WRITTEN REQUEST
Rewrite every line of the entries below, requests included, multiplying each pixel coordinate in the answers by 2 and rounding to whole numbers, with halves rounded up.

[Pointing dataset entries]
+ + + + + + +

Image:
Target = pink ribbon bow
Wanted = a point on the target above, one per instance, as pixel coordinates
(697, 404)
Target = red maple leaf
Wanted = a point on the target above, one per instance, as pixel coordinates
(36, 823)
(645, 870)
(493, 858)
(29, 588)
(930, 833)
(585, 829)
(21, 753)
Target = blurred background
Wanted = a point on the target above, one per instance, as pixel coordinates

+ + + + + + +

EXERCISE ANSWER
Image:
Target = pink ribbon bow
Wanted = a point on the target above, one per instance, as pixel coordinates
(1394, 808)
Target = red maple leaf
Wanted = a point on the target above, one per instance, as pixel coordinates
(72, 1646)
(1290, 1740)
(986, 1716)
(58, 1176)
(1860, 1666)
(1170, 1658)
(42, 1506)
Target = blurred background
Wanted = a point on the target above, one per instance, as pixel coordinates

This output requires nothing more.